Saved entries

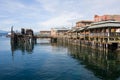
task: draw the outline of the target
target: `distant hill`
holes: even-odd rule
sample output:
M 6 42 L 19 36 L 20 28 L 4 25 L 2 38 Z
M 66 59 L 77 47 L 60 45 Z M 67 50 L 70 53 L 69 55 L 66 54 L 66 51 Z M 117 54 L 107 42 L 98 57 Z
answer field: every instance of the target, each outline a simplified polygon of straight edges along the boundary
M 9 31 L 0 30 L 0 33 L 8 33 Z
M 0 30 L 0 36 L 4 36 L 4 35 L 7 35 L 9 33 L 9 31 L 3 31 L 3 30 Z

§ Task requirements
The result consists of the line with "answer field: every" through the last line of the entries above, repeated exactly and with nothing else.

§ Exercise result
answer field: every instance of the target, each outline a simplified polygon of straight edges along the boundary
M 9 31 L 0 30 L 0 33 L 8 33 Z
M 0 30 L 0 36 L 4 36 L 4 35 L 7 35 L 9 33 L 9 31 L 3 31 L 3 30 Z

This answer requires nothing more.